Objetivo de la tarea :: Organice las líneas siguientes como una lista JSON de cadenas, con una cadena por cada línea y sin incluir las líneas en blanco.

>>>>

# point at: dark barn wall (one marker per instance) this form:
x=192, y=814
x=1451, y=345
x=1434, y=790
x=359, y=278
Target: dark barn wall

<<<<

Problema resuelto ::
[
  "# point at: dark barn wall (one marker per instance) this form:",
  "x=192, y=814",
  "x=1451, y=345",
  "x=1434, y=790",
  "x=359, y=278",
  "Target: dark barn wall"
]